[Begin INFORMATION PROVIDED]

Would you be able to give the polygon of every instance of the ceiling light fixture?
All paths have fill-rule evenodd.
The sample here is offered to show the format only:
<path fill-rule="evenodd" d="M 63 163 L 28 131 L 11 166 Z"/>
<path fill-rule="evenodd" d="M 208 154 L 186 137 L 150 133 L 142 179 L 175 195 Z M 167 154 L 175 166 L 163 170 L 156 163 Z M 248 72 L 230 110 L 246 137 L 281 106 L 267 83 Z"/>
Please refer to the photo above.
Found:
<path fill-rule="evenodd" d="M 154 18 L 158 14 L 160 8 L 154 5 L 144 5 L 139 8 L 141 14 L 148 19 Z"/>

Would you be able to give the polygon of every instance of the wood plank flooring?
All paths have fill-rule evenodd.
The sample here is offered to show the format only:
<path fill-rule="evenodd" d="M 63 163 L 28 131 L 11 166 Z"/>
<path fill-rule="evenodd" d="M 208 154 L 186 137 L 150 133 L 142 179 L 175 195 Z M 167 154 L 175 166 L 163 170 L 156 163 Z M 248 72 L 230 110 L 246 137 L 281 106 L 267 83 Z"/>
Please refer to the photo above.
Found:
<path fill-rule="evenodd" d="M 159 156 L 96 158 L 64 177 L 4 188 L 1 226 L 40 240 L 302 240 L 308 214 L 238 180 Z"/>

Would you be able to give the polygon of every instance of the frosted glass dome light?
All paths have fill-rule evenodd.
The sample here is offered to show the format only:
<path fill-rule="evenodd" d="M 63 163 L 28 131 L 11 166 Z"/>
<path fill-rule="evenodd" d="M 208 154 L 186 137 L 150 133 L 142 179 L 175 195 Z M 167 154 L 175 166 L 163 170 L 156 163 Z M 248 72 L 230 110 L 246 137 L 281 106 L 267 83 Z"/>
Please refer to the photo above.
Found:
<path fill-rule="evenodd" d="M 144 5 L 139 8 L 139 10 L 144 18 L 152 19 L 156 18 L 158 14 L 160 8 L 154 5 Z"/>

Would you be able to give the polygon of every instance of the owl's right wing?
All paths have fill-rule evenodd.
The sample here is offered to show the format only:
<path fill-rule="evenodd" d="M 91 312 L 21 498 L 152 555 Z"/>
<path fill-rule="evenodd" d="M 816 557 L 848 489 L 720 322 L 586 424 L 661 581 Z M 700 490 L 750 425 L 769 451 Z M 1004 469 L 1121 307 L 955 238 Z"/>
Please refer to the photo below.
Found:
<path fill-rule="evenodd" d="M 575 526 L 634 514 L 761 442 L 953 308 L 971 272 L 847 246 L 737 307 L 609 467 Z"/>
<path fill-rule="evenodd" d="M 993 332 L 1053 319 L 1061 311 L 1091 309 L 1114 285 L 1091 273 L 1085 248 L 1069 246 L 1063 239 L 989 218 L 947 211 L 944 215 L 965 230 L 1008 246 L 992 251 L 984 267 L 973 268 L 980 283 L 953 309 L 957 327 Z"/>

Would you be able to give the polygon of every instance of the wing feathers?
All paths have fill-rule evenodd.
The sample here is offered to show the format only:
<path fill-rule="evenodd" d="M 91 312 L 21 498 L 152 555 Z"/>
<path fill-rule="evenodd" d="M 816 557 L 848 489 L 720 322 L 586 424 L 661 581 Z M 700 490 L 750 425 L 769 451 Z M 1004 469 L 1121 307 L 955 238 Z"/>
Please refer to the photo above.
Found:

[End INFORMATION PROVIDED]

[REQUEST]
Arrange the entries above as a JSON list of strings, with one string for each line and no strings for the blank lines.

[RESULT FOR THIS EXERCISE]
[
  "Would you be able to give the polygon of every instance of the ceiling light fixture?",
  "All paths have fill-rule evenodd.",
  "The sample here is offered to show the format only:",
  "<path fill-rule=\"evenodd\" d=\"M 63 163 L 28 131 L 11 166 Z\"/>",
  "<path fill-rule=\"evenodd\" d=\"M 208 154 L 186 137 L 150 133 L 142 179 L 175 195 Z M 167 154 L 175 166 L 163 170 L 156 163 Z M 248 72 L 230 110 L 246 137 L 281 106 L 267 83 Z\"/>",
  "Please refer to the photo above.",
  "Found:",
  "<path fill-rule=\"evenodd\" d=\"M 154 18 L 158 14 L 160 8 L 154 5 L 144 5 L 139 8 L 141 14 L 148 19 Z\"/>",
  "Would you be able to give the polygon of every instance of the wood plank flooring?",
  "All paths have fill-rule evenodd.",
  "The sample here is offered to show the format only:",
  "<path fill-rule=\"evenodd\" d=\"M 63 163 L 28 131 L 11 166 Z\"/>",
  "<path fill-rule=\"evenodd\" d=\"M 208 154 L 186 137 L 150 133 L 142 179 L 175 195 Z M 167 154 L 175 166 L 163 170 L 156 163 Z M 248 72 L 230 110 L 246 137 L 281 106 L 267 83 Z\"/>",
  "Please refer to the photo above.",
  "Found:",
  "<path fill-rule=\"evenodd\" d=\"M 159 156 L 96 158 L 64 177 L 4 188 L 1 226 L 40 240 L 302 240 L 308 214 L 238 180 Z\"/>",
  "Would you be able to give the polygon of every instance of the frosted glass dome light?",
  "All paths have fill-rule evenodd.",
  "The sample here is offered to show the format only:",
  "<path fill-rule=\"evenodd\" d=\"M 63 163 L 28 131 L 11 166 Z\"/>",
  "<path fill-rule=\"evenodd\" d=\"M 208 154 L 186 137 L 150 133 L 142 179 L 175 195 Z M 167 154 L 175 166 L 163 170 L 156 163 Z M 248 72 L 230 110 L 246 137 L 281 106 L 267 83 Z\"/>",
  "Please refer to the photo above.",
  "Found:",
  "<path fill-rule=\"evenodd\" d=\"M 144 5 L 139 8 L 139 10 L 144 18 L 152 19 L 156 18 L 158 14 L 160 8 L 154 5 Z\"/>",
  "Would you be able to give the polygon of every instance of the owl's right wing?",
  "All paths have fill-rule evenodd.",
  "The sample here is offered to show the format only:",
  "<path fill-rule=\"evenodd\" d=\"M 91 312 L 21 498 L 152 555 Z\"/>",
  "<path fill-rule=\"evenodd\" d=\"M 816 557 L 848 489 L 720 322 L 586 424 L 661 581 Z M 700 490 L 750 425 L 769 451 Z M 1004 469 L 1121 307 L 955 238 Z\"/>",
  "Please refer to the photo below.",
  "Found:",
  "<path fill-rule=\"evenodd\" d=\"M 575 526 L 634 514 L 761 442 L 953 308 L 971 272 L 847 246 L 737 307 L 609 467 Z\"/>",
  "<path fill-rule=\"evenodd\" d=\"M 993 332 L 1053 319 L 1061 311 L 1091 309 L 1114 285 L 1091 273 L 1085 248 L 1069 246 L 1063 239 L 989 218 L 947 211 L 944 215 L 965 230 L 1008 246 L 992 251 L 984 267 L 973 268 L 980 283 L 953 309 L 957 327 Z\"/>",
  "Would you be able to give the polygon of every instance of the wing feathers?",
  "All paths have fill-rule evenodd.",
  "The sample here is offered to show the format only:",
  "<path fill-rule=\"evenodd\" d=\"M 91 312 L 21 498 L 152 555 Z\"/>",
  "<path fill-rule=\"evenodd\" d=\"M 816 557 L 848 489 L 720 322 L 586 424 L 661 581 Z M 700 490 L 750 425 L 769 451 Z M 1004 469 L 1121 307 L 955 238 Z\"/>",
  "Please refer to the photo above.",
  "Found:"
]